Page excerpt:
· · · ·

Angiogenesis, the formation of new blood vessels, is a tightly controlled process with a key role in normal growth, development, wound healing, and transplantation rejection. When angiogenic pathways are disrupted, insufficient or excessive angiogenesis results in diseases such as coronary artery disease, ischemic chronic wound healing, autoimmune disease, macular degeneration, and cancer.
Angiogenic signaling in tumors is similar to normal angiogenesis, mediated by soluble growth factors, membrane-bound receptors, and cell-cell and cell-matrix interactions. Such signaling regulates cell migration, which is vital to angiogenesis. However, there are multiple differences between tumor angiogenesis and normal blood vessel formation.
Tumor endothelial cells proliferate faster than nontumor endothelial cells. Tumor vasculature differs from normal vasculature in morphology, enhanced leakiness, and structural abnormalities. Finally, tumor vessels are often less efficient at transporting oxygen to and removing waste products from all of the tumor tissues, resulting in frequent tumor cell necrosis.
The study of individual biomarkers, whether intracellular or circulating, is often inadequate to fully characterize the angiogenesis process in both normal and diseased states. Multiplexing of analytes offers significant advantages when studying complex pathways and biomarker interactions such as that found in angiogenesis.
This tutorial will describe the use of xMAP® bead-based, multiplexing technology (Luminex) with the MILLIPLEX® MAP Human Angiogenesis/Growth Factor Panel 1 (EMD Millipore). The panel includes 17 analytes that can be “plexed” together to study the role of circulating angiogenic biomarkers in a variety of diseases, as well as normal growth and development.
xMAP Multiplex Platform
Traditional “singleplex” protein-detection methods can be impractical for efficient exploration of complex cell-signaling pathways and protein-protein interactions such as those found in angiogenesis. The xMAP multiplex platform enables researchers to differentiate dozens of analytes per sample, significantly reducing the time, labor, and costs associated with methods such as ELISA and Western blotting, which are only semi-quantitative and offer limited throughput.
The xMAP platform consists of fluorescently dye-labeled magnetic microspheres, flow cytometry-based (LX200™ or FLEXMAP 3D®) or CCD camera-based (MAGPIX®) instruments, and software for data acquisition and analysis. With the xMAP platform, sandwich assays are performed on a bead (Figure 1).
Each bead contains two red dyes; 10 different concentrations of the dye yield 100 different possible combinations. Since the beads are in solution rather than fixed to a plate, up to 50 different beads with different capture antibodies can be used with one sample yielding results for up to 50 different proteins. When the beads pass through the reader, or in the case of MAGPIX camera, flow into the chamber, the ratio of the two dyes indicates the bead number.
Streptavidin-phycoerythrin, which fluoresces green, is used as the common detection reagent binding to biotinylated antibodies. The detection system reads red and green thus providing identification of the analyte and quantitation of the amount bound to the bead.

· · · ·

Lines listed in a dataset
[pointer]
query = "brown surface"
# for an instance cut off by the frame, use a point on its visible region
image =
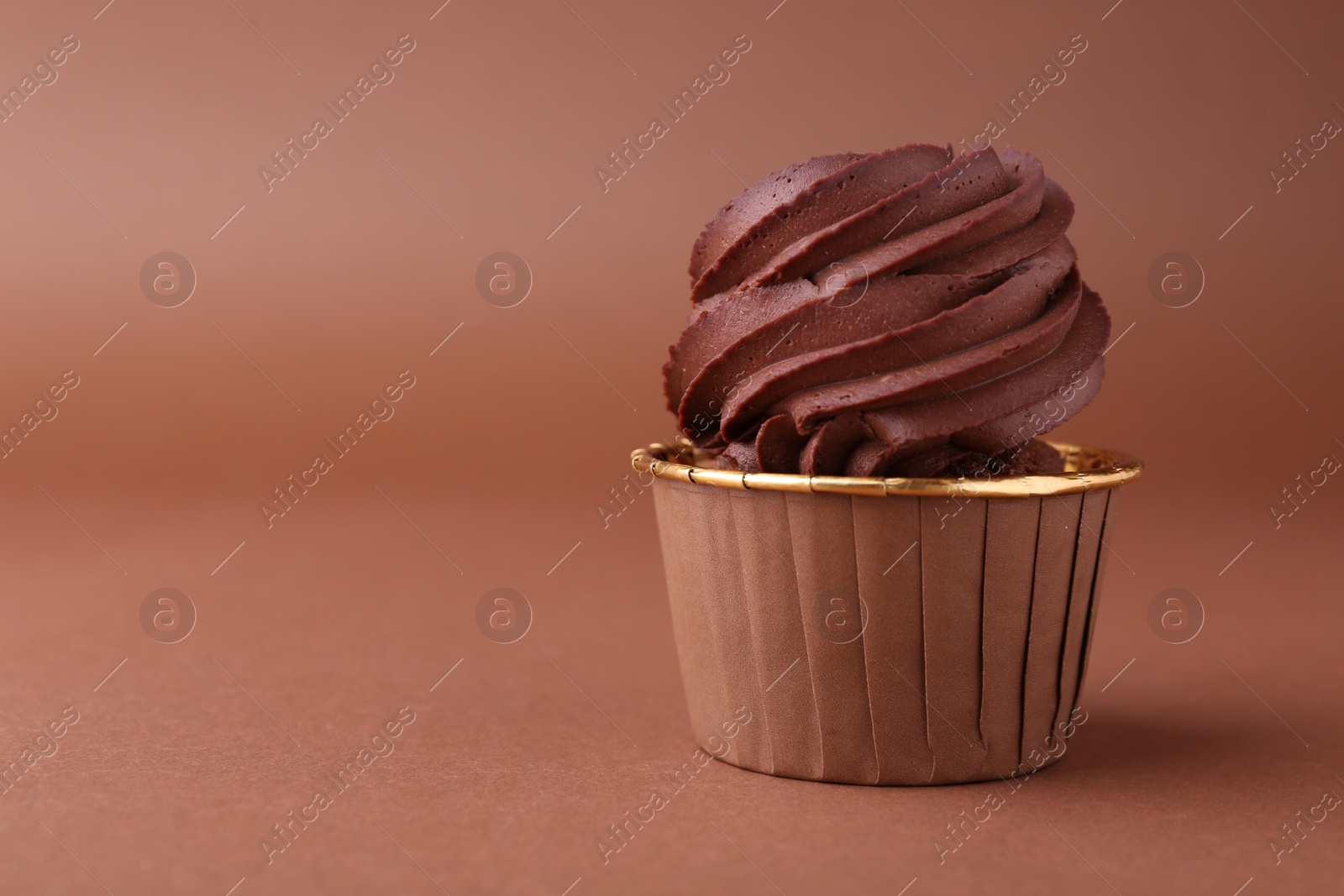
(343, 275)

· · · ·

How to complete this task: Continue the text on angiogenesis and xMAP multiplex detection, starting after its final sentence.

Response area:
MILLIPLEX® MAP Angiogenesis Panel
The MILLIPLEX MAP Angiogenesis panel contains 17 analytes reported to be involved in the process of angiogenesis including cytokines and growth factors, as well as proteins requested by researchers. The configurable panel represents pro-angiogenic and anti-angiogenic factors, allowing researchers to study the process of angiogenesis in both normal and diseased states including cancer and cardiovascular disease. Inclusion of VEGF-A, C, and D and other factors allow the study of lympho- and vasculogenesis, the formation of the embryonic circulatory system.
Figure 2 shows the standard curves developed for a serial dilution of the 17 analytes. Premixed standards for the analytes were prepared as a 1:3 dilution. Data is reported as the average of duplicate wells and shown as median fluorescence intensity at each concentration. The data was fitted using a five-parameter fit, from which sample values were interpolated. The average values from duplicate wells were used to generate the values shown in Figure 3.
A collection of serum samples obtained commercially (Bioreclamation) were run using the MILLIPLEX MAP Human Angiogenesis/Growth Factor Panel protocol. The concentration value from duplicate wells was obtained by interpolation of the standard curve (shown in Figure 2) for each of the 17 analytes.
The mean value observed from healthy control (n=8), pregnancy (n=5), and various tumor types (n= 35) is displayed with blue columns representing control samples; red columns, pregnancy; and green columns, various tumor types. The insert shows two analytes (leptin and angiopoietin-2), which have higher values in serum than the other 15 members of this panel.
This new angiogenesis/growth factor panel allows researchers to study multiple analytes in one sample, yielding more information about complex protein interactions and signaling pathways than traditional methods deliver. Fully configurable, researchers can use the entire panel, or select those analytes of most interest.